Task instructions:
Answer these questions from the blog post:
(a) What did the big brother claim "brrr" was Latin for?
(b) How old is the nephew?
(c) When the nephew asked how rats carry disease, what answer was he given?

Thursday 18 June 2009

Believe it or not...

When I was a child my big brother used to tell me all sorts of nonsense and I believed it – ‘brrr’ was Latin for cold; the strips that hung from the back of cars were to prevent motion sickness (what are they for, actually?); the tunnels that held up the nearby fly-over were used as air-raid shelters… and so it went on.

It was like living in a permanent episode of Call My Bluff. Except I never did. And it wasn’t until I blurted things out at school to be met with an incredulous look and the words, ‘Who told you that, your brother?’ that I realised the full extent of my gullibility.

I never had a younger sibling, so I could never wreak my revenge. No one ever believed my stories, even (sadly enough) when they were true. But now I am an aunty and all that is due to change. My nephew is four. He’s at that age where he’s learning things, before he becomes a teenager and knows it all.

He’s quite a serious chap and constantly seeking answers and explanations. When I went away for a week, he (and his mother) fed Chester in our absence. I bought a little gift and said it was from Chester. He furrowed his little brow and said, ‘Chester didn’t really buy it, did he mummy?’ Mummy – bless her – is equally unfettered with an overactive imagination and replied that no, of course he didn’t, he’s a cat.

The other week we were out at a café and nephew was rootling around in the flowerbed where he came across some rat poison. After his hands had been thoroughly washed, the torrent of questions began. They mainly centred on why we wanted to kill rats in the first place. Mummy explained that it was because they carried disease.


‘How do they carry disease, mummy?’ he piped. ‘In their handbags’ I replied. Furrowing of brow and quizzical looks ensued. Mummy would neither confirm nor deny (fence-sitter) and I felt the situation slipping away, especially when he pronounced that rats didn’t have handbags. So I asked him if he had ever seen a rat (with or without accessory) and he had to admit that he hadn’t.

I think I’ve got him. Of course, I can’t know for sure until he drops it into casual conversation in the school playground and opens himself up for ridicule, but I think the woodcock may be near the gin, as they say in Shakespeare (trust me!).

You may consider this cruel, but apparently it’s just character-building. And he’ll thank me one day, when he has tales of aunt-cruelty to tell on his own blog. He may even publish a book about how mean we all were (preferrably in an Irish location) and he'll make a sob-story fortune.

3 comments:

blurooferika said...

Great idea for a post, Kate. I see your quick wit hasn't failed you in your old age.

Oh, and think you've forgotten someone you hoodwinked unmercilessly for many years: my dear younger sis. She also suffered quite a bit of your biting sarcasm as I recall. But that's the stuff of another column.

Kate Blackhurst said...

Very true - I must admit your dear younger sis probably felt the occasional brunt of my need to dupe a surrogate sibling. She's not done too badly really, all things considered, though has she?

blurooferika said...

What does not kill you makes you stronger!

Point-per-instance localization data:
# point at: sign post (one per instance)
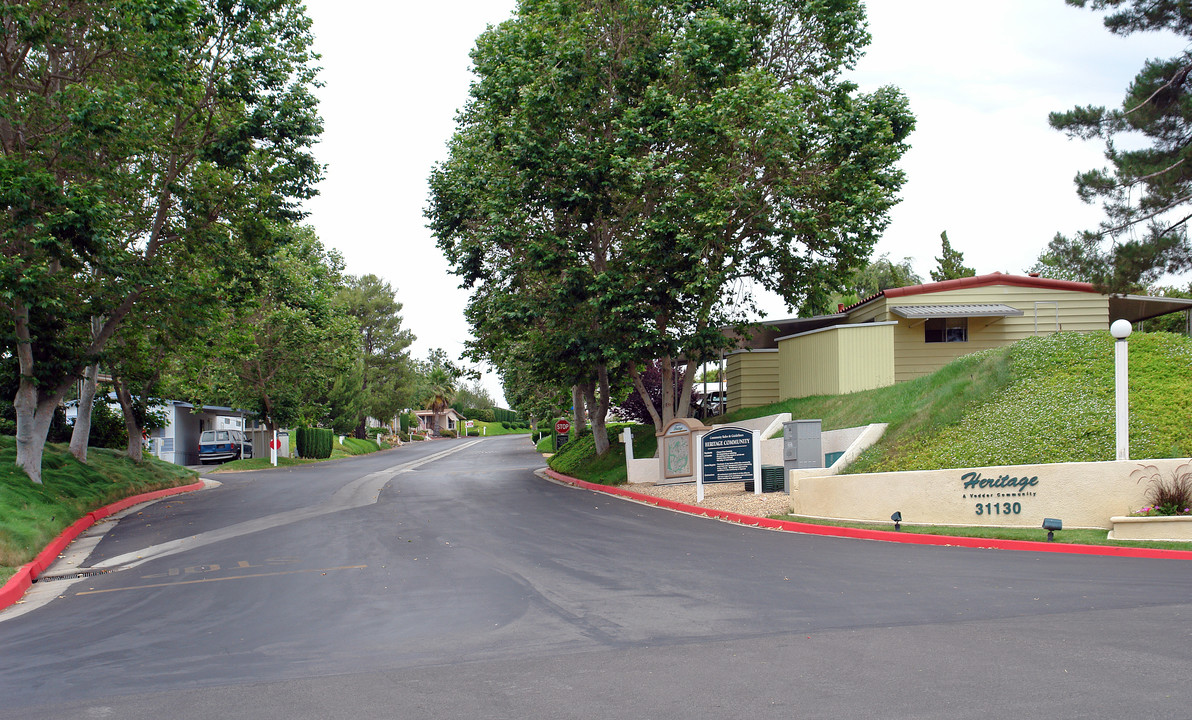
(730, 455)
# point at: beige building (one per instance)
(905, 333)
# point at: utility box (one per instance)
(801, 447)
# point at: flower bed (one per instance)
(1155, 527)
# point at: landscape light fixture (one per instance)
(1121, 330)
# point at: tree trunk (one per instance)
(131, 426)
(645, 396)
(668, 391)
(684, 398)
(597, 398)
(80, 436)
(33, 411)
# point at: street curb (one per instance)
(882, 535)
(14, 589)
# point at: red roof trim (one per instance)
(980, 281)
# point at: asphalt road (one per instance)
(447, 581)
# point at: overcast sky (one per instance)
(983, 165)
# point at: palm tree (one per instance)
(442, 392)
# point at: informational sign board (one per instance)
(676, 442)
(728, 455)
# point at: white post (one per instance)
(757, 463)
(1121, 330)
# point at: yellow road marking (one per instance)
(219, 579)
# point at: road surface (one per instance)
(446, 579)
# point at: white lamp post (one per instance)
(1121, 330)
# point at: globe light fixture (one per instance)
(1121, 330)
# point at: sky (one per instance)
(981, 79)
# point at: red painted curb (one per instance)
(14, 589)
(883, 535)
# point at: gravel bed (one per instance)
(720, 496)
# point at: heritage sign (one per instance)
(728, 455)
(676, 447)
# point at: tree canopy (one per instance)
(622, 167)
(950, 264)
(1147, 188)
(137, 136)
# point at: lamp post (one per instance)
(1121, 330)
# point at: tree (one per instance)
(633, 408)
(283, 343)
(621, 166)
(441, 393)
(374, 305)
(1147, 191)
(950, 264)
(103, 196)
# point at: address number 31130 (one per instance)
(999, 508)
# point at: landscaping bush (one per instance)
(314, 442)
(1166, 495)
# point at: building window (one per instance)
(945, 329)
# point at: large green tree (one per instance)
(626, 172)
(278, 349)
(950, 264)
(135, 132)
(385, 360)
(1147, 188)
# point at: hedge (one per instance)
(315, 442)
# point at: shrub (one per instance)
(1171, 495)
(315, 442)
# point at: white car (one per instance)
(219, 446)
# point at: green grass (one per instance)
(578, 457)
(32, 515)
(496, 428)
(1073, 537)
(349, 447)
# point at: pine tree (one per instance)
(951, 262)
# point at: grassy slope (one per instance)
(578, 457)
(32, 515)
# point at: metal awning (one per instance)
(936, 311)
(1138, 308)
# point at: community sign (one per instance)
(728, 455)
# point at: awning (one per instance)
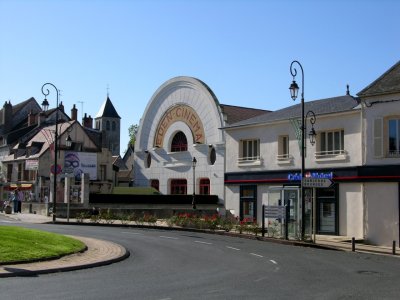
(22, 186)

Output of the task:
(a) Cold.
(b) Four.
(c) "In their handbags."